[[ Source passage open ]]

Recalls Susie, “I remember one time, in particular, he took us all out to Springbrook Pool to swim, and he was told when we entered that our two guests wouldn’t be allowed in the pool. He absolutely stood his ground, and guess who won that battle? My dad, or Stanley as I referred to him with my friends ever since I realized years ago that he was not only my father, but my best friend. He never stood for anything unjust, especially racism, and especially if the inequity involved kids.”
There were also many times when he arranged financial help for those in need and that other time when he provided frequent rides to and from OSU-Lima for a disabled teen who had no transportation. And, of course, there was that dramatic moment back in 1969 when he, while making an insurance call, rescued a baby from a burning house.

[[ Source passage closed ]]

== Task to carry out ==
Write the next part of the passage about Stanley, picking up after its last sentence. The records have no connection to the passage about Stanley.

[[ Supplied material open ]]

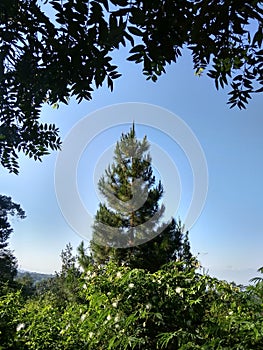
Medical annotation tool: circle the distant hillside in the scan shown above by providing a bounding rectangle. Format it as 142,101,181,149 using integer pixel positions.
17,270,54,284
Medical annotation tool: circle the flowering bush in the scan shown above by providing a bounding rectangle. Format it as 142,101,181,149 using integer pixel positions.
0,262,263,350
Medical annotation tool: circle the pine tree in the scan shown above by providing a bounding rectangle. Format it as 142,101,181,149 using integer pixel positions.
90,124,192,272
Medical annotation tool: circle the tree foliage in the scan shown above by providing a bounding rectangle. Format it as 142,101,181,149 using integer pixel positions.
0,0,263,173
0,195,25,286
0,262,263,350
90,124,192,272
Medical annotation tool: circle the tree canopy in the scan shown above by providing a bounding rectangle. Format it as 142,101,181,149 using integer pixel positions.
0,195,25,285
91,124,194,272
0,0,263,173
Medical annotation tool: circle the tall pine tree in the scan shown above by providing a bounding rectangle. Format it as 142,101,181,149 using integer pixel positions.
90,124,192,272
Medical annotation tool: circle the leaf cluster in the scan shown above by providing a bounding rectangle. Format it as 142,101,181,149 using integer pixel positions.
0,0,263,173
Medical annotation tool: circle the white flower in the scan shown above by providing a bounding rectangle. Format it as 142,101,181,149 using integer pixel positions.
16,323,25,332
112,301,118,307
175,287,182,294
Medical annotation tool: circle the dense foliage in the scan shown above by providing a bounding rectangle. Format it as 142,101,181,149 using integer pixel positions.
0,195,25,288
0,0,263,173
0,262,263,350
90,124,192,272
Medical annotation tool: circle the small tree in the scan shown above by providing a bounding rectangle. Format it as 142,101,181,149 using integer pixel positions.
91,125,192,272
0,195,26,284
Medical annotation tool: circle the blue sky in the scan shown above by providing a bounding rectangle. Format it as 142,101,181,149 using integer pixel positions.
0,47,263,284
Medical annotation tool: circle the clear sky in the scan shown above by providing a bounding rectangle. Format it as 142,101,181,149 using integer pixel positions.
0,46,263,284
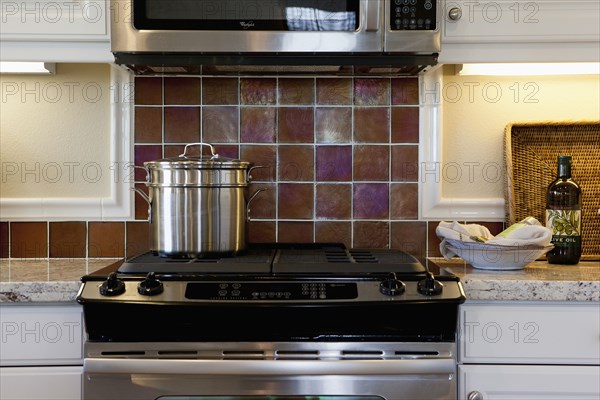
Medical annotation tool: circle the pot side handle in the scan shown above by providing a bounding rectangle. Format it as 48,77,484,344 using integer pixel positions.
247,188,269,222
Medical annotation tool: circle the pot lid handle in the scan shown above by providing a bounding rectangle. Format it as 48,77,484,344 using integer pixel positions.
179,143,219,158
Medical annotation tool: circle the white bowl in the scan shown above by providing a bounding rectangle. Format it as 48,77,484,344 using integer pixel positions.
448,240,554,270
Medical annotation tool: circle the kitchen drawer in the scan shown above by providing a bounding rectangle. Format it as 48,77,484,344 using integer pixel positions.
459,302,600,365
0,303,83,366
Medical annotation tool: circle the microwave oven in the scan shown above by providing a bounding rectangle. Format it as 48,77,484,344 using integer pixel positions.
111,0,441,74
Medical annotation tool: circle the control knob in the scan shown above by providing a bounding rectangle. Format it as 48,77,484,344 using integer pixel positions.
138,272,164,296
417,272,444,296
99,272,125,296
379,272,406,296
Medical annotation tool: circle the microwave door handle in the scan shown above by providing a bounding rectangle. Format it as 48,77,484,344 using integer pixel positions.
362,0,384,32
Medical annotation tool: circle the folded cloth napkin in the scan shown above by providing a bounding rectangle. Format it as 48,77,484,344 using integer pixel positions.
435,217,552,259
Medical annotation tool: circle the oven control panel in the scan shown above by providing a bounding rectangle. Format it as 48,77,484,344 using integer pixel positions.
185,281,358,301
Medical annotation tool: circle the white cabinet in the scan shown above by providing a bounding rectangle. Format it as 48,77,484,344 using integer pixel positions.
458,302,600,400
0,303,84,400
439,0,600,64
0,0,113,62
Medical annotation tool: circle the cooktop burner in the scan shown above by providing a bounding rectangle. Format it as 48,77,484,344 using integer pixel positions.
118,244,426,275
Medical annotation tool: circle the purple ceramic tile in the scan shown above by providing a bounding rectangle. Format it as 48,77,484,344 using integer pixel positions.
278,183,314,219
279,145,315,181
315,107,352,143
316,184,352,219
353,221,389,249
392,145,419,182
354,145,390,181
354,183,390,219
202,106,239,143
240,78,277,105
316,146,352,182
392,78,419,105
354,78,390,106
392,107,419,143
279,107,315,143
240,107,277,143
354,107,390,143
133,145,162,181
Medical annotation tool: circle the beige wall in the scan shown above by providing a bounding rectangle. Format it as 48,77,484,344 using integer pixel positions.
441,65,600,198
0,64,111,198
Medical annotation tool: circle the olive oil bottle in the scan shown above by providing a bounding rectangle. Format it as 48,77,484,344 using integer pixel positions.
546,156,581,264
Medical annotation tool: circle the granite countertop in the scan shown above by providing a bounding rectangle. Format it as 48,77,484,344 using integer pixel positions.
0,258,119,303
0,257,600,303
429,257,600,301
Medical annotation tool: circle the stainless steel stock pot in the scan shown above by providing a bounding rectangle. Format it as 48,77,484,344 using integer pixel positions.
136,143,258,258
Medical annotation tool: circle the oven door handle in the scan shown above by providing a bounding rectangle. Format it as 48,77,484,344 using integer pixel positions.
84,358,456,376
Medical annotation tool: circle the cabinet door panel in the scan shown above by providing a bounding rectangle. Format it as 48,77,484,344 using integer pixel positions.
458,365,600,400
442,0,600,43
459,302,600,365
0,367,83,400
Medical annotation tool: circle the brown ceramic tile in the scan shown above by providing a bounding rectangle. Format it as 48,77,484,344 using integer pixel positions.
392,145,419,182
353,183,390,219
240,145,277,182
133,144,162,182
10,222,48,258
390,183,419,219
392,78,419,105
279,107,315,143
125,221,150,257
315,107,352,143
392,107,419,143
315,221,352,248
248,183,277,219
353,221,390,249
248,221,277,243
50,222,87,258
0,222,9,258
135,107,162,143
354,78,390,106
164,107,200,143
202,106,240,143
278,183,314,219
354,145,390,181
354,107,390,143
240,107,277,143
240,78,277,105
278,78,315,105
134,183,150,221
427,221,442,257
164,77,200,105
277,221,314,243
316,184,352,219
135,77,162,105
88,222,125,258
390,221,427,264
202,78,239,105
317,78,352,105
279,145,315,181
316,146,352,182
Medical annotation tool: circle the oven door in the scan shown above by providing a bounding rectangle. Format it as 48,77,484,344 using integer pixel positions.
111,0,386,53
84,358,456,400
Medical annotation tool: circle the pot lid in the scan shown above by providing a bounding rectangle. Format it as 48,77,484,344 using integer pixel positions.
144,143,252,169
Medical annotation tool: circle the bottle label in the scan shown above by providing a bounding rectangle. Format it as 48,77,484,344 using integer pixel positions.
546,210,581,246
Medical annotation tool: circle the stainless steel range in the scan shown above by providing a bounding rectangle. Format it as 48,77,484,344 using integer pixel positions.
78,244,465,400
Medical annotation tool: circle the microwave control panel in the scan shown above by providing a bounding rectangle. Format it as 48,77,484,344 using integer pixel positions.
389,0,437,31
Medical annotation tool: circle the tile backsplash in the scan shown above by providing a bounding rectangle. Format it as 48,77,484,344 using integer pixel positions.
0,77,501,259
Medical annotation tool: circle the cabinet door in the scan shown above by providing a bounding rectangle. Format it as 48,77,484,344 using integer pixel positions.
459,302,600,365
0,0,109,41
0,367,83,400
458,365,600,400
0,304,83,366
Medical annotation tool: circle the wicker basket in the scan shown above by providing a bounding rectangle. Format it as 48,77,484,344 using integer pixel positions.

[[ Supplied material closed ]]

== The answer ==
Additionally, there were all those worthwhile efforts on behalf of St. Gerard and LCC, too numerous in their entirety to mention. He began the CYO program at St. Gerard and coached any sport that needed a mentor, both boys and girls, and even was the one often sweeping the gym floor and grooming the ball diamond. He also was a lector for over 40 years at Mass as well as the loudest singer at any Mass he attended.
Recalls Susie with a laugh, “The Ursuline Nuns loved Stanley because he was their top seller for their Cherry Blossom Festival tickets.”
As for his love of LCC, he served as the president of the school’s board and initiated the project for the school’s Veterans’ Wall as a means to honor those who attended Lima’s Catholic schools and paid the ultimate price for their service to their country. And, ever the salesman, he also sold every raffle ticket and load of mulch imaginable. Ever the sports fan, he never missed an LCC game, either in person or listening on the radio later in life when his own health challenges emerged. As his daughter and caregiver for his last several years, Marty will tell you, God forbid unless you want to be shushed that you talk over an LCC game broadcast.
For his service to both St. Gerard and LCC, he was inducted into both school’s halls of fame.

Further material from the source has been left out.